### Text section
..........

Let’s be clear: The Apache Software Foundation does NOT support OOXML.
OK, I’ll admit that nobody has claimed otherwise. Yet.
But in these days and age you are never too prudent. It wouldn’t surprise me to see this or other similar fancy claim being published eventually.
Indeed, in its desperate and last minute attempts to convince National Bodies around the world that OOXML is happening anyway so they might as well support it as an ISO standard, Microsoft is eager to claim support by as many companies and organizations as possible.
As evidence, in its latest OOXML propaganda open letter Microsoft lists IBM among other companies as having “already adopted (or announced adoption of) Open XML in their products”. This, despite a clear explanation of the contrary by Rob Weir, published two months ago! Does anyone believe they haven’t seen it or heard about this? I sure don’t. And if there was any room for misunderstanding Bob Sutor’s statement filled that in.

..........

[Stored dataset items]
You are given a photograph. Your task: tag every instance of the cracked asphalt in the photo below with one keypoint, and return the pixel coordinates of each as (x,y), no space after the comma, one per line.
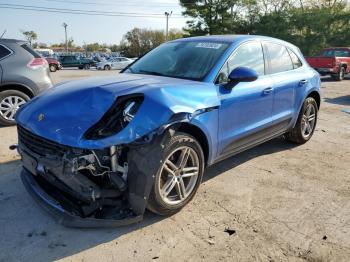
(276,202)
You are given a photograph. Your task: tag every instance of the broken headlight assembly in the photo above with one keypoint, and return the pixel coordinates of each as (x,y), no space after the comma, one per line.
(120,114)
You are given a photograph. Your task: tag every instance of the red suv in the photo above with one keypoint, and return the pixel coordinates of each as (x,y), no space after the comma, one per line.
(334,61)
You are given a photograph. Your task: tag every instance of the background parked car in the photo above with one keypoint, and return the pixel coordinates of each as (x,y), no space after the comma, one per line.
(54,64)
(334,61)
(23,74)
(74,61)
(114,63)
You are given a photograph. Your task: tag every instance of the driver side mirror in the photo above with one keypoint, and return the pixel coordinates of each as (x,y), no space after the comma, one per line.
(241,74)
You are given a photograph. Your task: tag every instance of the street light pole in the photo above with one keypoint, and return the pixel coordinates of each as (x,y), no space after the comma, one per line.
(65,32)
(167,15)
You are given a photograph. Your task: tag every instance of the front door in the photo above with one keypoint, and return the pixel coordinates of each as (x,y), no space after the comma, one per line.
(285,83)
(246,109)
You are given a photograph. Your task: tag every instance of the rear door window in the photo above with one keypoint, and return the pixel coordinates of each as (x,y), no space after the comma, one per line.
(295,59)
(4,52)
(279,58)
(31,51)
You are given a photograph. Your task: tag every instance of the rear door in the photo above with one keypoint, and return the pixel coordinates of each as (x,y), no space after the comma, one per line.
(4,52)
(286,79)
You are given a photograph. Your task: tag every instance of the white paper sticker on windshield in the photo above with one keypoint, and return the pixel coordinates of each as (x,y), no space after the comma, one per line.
(209,45)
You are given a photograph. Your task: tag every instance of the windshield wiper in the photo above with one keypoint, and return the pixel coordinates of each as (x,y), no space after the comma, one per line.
(151,72)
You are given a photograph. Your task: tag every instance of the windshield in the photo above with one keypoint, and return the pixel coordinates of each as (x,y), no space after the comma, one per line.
(336,53)
(183,59)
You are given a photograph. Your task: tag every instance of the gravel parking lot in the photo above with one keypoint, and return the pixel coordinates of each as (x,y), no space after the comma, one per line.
(276,202)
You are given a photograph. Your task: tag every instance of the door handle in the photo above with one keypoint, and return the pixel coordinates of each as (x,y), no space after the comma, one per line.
(267,91)
(303,82)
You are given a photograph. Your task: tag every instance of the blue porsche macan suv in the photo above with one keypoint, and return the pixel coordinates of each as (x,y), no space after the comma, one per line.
(99,151)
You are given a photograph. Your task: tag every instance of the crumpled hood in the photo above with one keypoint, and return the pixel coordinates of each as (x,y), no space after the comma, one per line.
(65,112)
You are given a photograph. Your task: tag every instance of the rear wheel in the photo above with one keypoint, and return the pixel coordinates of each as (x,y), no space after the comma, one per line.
(53,68)
(10,102)
(306,123)
(179,175)
(340,75)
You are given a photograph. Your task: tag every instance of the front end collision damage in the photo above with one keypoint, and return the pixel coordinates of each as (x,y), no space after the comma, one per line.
(107,175)
(99,188)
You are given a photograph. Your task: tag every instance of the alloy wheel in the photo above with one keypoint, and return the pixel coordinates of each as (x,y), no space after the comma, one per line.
(178,175)
(9,106)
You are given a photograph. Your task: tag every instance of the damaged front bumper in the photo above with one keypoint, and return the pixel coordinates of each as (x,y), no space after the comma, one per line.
(63,216)
(80,190)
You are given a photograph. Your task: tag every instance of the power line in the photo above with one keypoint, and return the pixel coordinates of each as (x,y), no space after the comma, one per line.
(81,11)
(129,3)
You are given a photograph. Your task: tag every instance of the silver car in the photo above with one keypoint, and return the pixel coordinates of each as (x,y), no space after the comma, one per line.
(23,75)
(118,63)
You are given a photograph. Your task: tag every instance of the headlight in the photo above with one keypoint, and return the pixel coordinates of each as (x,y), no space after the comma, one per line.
(121,113)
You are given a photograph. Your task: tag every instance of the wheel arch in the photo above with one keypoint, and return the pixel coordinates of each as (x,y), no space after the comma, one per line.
(315,95)
(22,88)
(197,133)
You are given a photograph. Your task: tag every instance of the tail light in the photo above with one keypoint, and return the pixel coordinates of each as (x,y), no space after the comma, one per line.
(37,63)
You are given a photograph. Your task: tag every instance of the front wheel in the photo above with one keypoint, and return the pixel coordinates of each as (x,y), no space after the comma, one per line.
(10,102)
(53,68)
(179,175)
(306,123)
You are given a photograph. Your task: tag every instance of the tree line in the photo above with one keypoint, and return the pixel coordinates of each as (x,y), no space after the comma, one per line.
(134,43)
(309,24)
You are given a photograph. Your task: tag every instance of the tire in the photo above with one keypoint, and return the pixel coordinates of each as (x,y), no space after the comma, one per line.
(167,205)
(340,75)
(9,97)
(300,134)
(53,68)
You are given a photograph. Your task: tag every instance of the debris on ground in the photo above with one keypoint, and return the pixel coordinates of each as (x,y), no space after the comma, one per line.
(230,231)
(211,242)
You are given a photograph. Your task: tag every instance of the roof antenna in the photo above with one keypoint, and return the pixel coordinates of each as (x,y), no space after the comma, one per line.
(3,33)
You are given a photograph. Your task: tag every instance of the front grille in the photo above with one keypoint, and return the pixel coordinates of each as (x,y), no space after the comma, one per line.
(39,145)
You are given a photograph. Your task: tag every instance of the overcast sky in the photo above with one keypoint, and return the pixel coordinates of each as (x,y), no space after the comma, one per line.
(86,28)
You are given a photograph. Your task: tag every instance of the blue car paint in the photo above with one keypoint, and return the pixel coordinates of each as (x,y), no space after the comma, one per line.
(71,108)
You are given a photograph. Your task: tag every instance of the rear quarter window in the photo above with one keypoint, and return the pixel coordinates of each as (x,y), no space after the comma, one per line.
(31,51)
(4,52)
(295,59)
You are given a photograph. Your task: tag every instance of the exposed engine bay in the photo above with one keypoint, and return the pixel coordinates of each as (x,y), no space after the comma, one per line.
(86,183)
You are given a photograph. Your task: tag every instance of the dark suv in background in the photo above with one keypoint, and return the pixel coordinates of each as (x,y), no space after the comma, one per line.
(23,75)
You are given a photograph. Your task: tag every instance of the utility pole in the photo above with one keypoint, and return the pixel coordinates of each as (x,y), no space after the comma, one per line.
(65,33)
(3,33)
(167,15)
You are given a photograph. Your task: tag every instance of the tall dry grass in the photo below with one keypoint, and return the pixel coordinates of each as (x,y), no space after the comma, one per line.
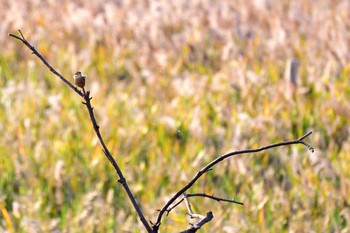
(215,70)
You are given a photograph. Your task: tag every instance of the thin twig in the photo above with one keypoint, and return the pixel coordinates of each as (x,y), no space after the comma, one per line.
(214,198)
(203,219)
(34,51)
(218,160)
(87,99)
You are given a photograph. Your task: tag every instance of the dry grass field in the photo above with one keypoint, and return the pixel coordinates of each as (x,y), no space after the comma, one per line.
(218,72)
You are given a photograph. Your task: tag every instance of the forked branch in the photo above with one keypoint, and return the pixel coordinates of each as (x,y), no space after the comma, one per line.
(122,180)
(209,166)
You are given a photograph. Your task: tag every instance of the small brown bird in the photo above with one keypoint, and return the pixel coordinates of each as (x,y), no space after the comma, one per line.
(79,80)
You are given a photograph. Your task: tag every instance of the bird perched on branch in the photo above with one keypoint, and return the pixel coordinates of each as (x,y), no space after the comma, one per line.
(79,80)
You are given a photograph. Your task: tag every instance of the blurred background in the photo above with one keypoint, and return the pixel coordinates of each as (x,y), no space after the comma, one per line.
(175,84)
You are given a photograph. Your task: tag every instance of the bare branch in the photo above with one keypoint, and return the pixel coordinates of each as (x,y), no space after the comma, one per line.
(89,107)
(214,198)
(34,51)
(220,159)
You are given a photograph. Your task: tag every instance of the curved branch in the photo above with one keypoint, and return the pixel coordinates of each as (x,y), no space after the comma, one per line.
(220,159)
(87,99)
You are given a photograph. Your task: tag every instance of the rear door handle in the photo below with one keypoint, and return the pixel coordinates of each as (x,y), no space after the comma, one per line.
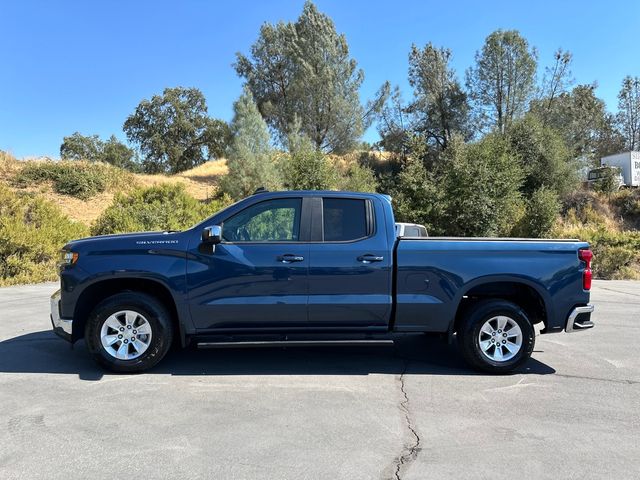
(289,258)
(370,258)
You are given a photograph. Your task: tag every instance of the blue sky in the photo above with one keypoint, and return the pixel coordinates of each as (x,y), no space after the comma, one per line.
(84,66)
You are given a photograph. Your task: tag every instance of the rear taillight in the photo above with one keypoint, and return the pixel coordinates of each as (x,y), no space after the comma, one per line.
(586,256)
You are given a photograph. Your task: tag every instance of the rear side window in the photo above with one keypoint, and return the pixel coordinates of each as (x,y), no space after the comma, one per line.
(344,219)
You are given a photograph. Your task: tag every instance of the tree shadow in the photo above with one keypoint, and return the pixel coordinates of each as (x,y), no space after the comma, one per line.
(44,352)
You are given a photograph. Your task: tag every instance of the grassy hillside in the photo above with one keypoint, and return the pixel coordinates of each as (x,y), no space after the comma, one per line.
(87,197)
(199,182)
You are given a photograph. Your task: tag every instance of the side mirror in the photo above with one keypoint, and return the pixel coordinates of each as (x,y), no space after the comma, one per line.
(212,235)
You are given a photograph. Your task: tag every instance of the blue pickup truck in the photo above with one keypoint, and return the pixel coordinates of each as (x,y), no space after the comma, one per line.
(301,267)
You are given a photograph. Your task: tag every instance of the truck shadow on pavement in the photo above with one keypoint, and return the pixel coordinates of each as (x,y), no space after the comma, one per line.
(43,352)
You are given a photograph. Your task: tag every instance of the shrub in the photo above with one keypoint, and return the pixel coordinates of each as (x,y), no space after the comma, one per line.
(608,182)
(616,254)
(32,232)
(358,178)
(157,208)
(541,212)
(628,201)
(75,178)
(481,183)
(307,168)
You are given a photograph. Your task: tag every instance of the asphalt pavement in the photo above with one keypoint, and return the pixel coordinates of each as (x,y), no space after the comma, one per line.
(413,411)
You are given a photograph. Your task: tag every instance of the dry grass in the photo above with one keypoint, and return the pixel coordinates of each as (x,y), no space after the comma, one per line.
(200,182)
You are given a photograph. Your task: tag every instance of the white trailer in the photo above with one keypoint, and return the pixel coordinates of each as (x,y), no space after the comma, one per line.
(629,165)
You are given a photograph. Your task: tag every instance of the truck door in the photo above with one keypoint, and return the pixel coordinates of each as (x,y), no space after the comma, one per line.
(350,264)
(257,276)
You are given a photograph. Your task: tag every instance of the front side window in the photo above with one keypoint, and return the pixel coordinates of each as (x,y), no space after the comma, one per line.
(269,221)
(344,219)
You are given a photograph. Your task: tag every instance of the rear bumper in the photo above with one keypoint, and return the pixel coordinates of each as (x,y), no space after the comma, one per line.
(579,319)
(62,327)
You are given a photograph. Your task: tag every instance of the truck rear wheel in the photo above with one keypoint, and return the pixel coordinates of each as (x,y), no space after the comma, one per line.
(496,336)
(129,332)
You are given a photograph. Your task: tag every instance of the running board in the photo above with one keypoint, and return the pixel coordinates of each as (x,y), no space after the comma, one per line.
(294,343)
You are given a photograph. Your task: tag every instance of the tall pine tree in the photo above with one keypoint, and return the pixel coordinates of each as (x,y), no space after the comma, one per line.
(250,156)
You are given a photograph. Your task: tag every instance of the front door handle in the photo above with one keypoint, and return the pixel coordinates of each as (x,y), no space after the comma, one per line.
(370,258)
(289,258)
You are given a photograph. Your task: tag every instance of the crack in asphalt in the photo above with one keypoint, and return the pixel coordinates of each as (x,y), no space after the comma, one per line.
(620,291)
(410,451)
(623,381)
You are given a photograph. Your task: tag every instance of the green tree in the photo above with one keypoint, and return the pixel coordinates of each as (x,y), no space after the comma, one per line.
(305,167)
(81,147)
(503,79)
(118,154)
(157,208)
(174,132)
(556,81)
(358,178)
(481,183)
(418,197)
(302,72)
(393,121)
(250,157)
(609,181)
(92,148)
(629,112)
(541,213)
(545,159)
(582,120)
(440,107)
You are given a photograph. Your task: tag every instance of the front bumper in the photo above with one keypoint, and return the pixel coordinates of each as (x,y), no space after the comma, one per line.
(579,319)
(62,327)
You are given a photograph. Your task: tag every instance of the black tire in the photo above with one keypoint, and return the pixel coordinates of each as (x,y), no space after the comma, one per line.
(152,310)
(469,331)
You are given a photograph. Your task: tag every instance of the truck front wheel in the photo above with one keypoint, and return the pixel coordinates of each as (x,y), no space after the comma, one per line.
(129,332)
(496,336)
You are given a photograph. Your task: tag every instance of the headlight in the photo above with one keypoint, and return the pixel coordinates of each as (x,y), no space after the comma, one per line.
(67,258)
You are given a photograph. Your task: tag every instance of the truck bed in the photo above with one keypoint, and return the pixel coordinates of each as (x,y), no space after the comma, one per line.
(434,274)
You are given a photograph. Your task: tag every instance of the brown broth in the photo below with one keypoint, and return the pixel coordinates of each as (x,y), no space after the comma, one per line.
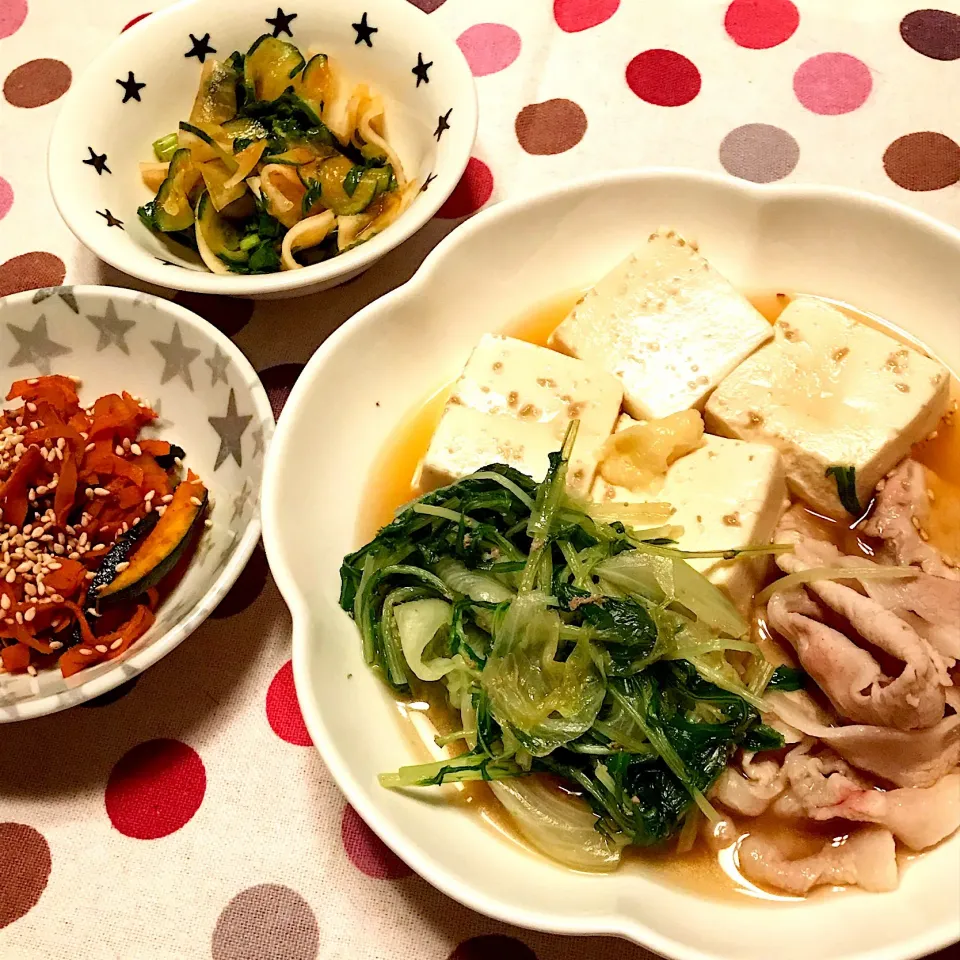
(426,714)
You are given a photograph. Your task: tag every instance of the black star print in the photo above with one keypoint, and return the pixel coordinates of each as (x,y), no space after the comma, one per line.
(281,23)
(442,124)
(364,32)
(98,161)
(200,47)
(420,70)
(131,89)
(112,221)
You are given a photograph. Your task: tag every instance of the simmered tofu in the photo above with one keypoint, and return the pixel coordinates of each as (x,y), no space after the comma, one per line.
(830,391)
(667,324)
(726,494)
(512,404)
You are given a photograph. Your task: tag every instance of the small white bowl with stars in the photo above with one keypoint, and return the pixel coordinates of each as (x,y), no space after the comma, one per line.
(209,401)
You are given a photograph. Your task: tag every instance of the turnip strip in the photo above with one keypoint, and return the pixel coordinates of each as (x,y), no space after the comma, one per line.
(834,573)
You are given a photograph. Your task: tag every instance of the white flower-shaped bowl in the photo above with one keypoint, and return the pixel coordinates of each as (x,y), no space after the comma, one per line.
(210,402)
(359,386)
(144,84)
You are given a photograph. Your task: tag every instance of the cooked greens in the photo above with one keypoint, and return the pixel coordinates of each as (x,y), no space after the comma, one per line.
(281,163)
(569,646)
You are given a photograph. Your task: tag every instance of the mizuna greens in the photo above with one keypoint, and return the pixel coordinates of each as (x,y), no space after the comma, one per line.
(282,162)
(586,651)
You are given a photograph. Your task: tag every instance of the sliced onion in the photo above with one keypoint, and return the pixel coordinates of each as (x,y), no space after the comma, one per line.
(559,825)
(306,233)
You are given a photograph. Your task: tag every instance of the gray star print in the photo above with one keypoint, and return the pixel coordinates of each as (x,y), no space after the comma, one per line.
(258,444)
(176,358)
(230,429)
(218,366)
(112,329)
(35,346)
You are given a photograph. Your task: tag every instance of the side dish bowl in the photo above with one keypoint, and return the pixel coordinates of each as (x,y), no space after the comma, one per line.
(145,82)
(210,402)
(876,255)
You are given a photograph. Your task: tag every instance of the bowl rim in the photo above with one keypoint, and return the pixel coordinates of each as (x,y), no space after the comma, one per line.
(336,270)
(447,881)
(217,590)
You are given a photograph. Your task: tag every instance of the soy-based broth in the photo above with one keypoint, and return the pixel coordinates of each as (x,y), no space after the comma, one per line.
(426,714)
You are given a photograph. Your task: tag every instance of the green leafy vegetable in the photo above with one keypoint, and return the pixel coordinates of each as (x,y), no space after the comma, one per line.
(846,480)
(569,646)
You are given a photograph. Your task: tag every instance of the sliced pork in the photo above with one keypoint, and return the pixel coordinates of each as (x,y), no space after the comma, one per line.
(867,859)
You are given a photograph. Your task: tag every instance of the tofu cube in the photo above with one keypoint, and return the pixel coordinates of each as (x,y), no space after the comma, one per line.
(726,494)
(667,324)
(831,391)
(512,404)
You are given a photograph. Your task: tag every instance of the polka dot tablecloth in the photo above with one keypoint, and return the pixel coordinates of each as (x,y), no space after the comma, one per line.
(186,815)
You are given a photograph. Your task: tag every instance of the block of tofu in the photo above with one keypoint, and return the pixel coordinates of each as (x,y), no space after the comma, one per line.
(831,391)
(512,404)
(726,494)
(667,324)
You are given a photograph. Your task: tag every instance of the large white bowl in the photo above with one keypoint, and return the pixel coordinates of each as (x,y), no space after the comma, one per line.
(360,384)
(116,340)
(94,118)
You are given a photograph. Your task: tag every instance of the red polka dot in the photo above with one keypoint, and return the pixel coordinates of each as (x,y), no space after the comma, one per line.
(489,47)
(471,193)
(155,789)
(664,78)
(283,709)
(136,19)
(6,198)
(493,946)
(24,870)
(832,83)
(573,16)
(368,853)
(12,15)
(761,24)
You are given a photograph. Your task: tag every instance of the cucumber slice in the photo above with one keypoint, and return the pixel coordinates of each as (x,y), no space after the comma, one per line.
(217,238)
(172,209)
(216,99)
(316,82)
(270,67)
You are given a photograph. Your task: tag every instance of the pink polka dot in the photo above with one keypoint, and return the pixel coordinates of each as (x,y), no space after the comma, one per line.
(155,789)
(489,47)
(572,16)
(471,193)
(760,24)
(283,709)
(6,198)
(135,20)
(664,78)
(367,851)
(12,15)
(832,83)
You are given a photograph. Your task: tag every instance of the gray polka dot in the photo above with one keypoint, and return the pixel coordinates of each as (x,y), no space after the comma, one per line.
(759,152)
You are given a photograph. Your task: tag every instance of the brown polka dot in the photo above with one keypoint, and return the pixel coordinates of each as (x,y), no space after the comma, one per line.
(550,127)
(248,587)
(24,870)
(266,922)
(30,271)
(278,382)
(37,82)
(923,161)
(493,946)
(228,314)
(934,33)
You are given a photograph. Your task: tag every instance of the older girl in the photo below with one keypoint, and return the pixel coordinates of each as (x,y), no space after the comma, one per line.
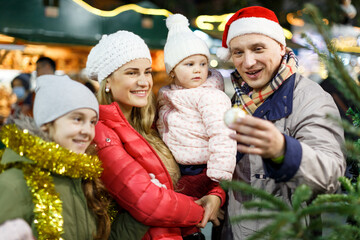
(46,179)
(139,170)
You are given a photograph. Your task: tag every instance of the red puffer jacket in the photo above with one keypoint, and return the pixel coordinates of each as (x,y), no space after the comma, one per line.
(128,159)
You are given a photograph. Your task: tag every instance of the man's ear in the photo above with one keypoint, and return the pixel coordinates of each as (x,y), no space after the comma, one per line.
(283,50)
(45,127)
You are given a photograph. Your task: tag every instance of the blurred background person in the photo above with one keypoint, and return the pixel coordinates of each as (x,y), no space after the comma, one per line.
(7,99)
(45,65)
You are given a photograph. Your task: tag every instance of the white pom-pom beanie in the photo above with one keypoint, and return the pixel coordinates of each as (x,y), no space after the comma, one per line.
(113,51)
(250,20)
(181,42)
(59,95)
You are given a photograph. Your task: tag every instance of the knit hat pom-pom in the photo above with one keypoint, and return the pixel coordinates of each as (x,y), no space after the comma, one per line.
(177,20)
(223,53)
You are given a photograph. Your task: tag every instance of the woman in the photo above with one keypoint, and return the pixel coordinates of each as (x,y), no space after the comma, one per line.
(139,170)
(45,177)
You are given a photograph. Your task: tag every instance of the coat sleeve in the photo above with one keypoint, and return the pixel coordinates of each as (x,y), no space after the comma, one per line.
(130,184)
(313,144)
(222,161)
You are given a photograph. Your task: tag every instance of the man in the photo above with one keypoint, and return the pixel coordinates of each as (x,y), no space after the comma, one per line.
(286,139)
(45,65)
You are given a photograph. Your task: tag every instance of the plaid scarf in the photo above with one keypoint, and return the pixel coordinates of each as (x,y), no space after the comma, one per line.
(251,99)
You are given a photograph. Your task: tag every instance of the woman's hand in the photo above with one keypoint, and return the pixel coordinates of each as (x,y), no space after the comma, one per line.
(211,205)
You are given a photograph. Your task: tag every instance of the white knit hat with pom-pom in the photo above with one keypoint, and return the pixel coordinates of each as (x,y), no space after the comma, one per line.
(113,51)
(181,42)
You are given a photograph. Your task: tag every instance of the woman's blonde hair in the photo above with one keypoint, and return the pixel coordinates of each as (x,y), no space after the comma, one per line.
(142,120)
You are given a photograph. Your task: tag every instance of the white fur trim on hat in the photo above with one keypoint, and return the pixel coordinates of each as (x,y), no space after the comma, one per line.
(59,95)
(256,25)
(181,42)
(113,51)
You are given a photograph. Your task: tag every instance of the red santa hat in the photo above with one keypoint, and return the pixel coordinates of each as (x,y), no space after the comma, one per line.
(250,20)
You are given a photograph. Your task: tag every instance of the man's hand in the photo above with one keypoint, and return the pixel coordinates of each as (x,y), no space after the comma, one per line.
(258,136)
(211,205)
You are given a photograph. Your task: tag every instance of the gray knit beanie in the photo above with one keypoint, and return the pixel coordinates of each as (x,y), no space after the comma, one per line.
(113,51)
(59,95)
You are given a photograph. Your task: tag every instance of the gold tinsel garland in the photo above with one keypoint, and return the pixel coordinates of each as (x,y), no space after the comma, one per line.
(48,158)
(50,155)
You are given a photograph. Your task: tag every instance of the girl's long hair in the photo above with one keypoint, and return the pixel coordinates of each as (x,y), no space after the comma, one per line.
(98,200)
(142,120)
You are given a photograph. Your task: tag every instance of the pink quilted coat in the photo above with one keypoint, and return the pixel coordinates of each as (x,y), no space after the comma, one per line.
(191,124)
(128,159)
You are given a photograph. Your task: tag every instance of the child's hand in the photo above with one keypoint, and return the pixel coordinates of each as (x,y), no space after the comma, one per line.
(156,181)
(211,205)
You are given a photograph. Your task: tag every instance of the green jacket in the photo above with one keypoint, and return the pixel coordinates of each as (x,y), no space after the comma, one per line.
(16,200)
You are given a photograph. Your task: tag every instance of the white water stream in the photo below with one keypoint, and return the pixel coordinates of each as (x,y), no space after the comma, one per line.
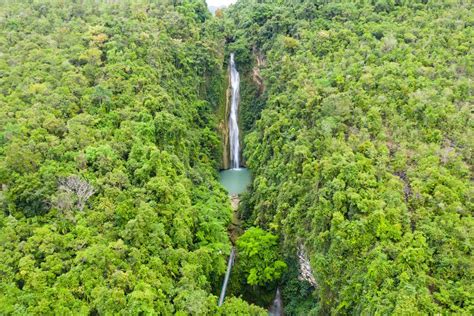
(234,113)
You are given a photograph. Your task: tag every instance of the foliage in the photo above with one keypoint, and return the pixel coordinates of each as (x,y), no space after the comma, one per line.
(258,257)
(363,149)
(109,196)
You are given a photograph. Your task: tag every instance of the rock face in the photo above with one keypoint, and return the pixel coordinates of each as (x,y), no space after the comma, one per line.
(305,267)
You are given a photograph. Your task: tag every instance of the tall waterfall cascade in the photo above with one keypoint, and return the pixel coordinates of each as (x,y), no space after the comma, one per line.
(233,117)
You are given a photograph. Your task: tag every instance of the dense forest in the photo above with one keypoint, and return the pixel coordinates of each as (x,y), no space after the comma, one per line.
(363,152)
(357,125)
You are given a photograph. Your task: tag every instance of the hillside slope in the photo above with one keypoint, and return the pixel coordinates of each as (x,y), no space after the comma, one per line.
(363,152)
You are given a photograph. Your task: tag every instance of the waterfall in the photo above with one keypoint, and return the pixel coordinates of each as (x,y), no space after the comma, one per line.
(227,274)
(234,111)
(277,307)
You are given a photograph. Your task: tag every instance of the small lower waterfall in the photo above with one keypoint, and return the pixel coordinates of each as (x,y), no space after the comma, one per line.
(227,275)
(234,112)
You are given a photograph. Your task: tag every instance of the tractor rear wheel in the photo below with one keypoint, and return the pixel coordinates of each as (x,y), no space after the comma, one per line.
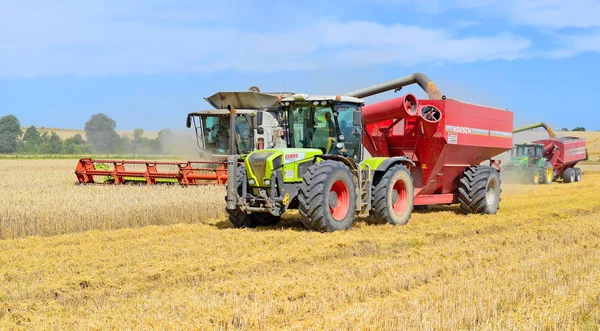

..........

### Tasks to perform
1. Translate the sentence "Let’s be clear: The Apache Software Foundation does NOT support OOXML." from the OOXML post into Spanish.
2. Identify every line of the records containing the string "hair" and copy each such line in full. Treat case as significant.

### The results
1. Seamos claros: la Apache Software Foundation NO apoya OOXML.

2.
You are given a photograph. Your task: tag every instance of the woman's blonde hair in the photo above with one keypoint, and return the pixel coordinates of each as (x,y), no space after the comma, one per line.
You are given a photograph. Your task: tag every instance of the girl's long hair in the photo above with one keypoint, and return the pixel coordinates of each as (x,y), no space after the comma, one per line.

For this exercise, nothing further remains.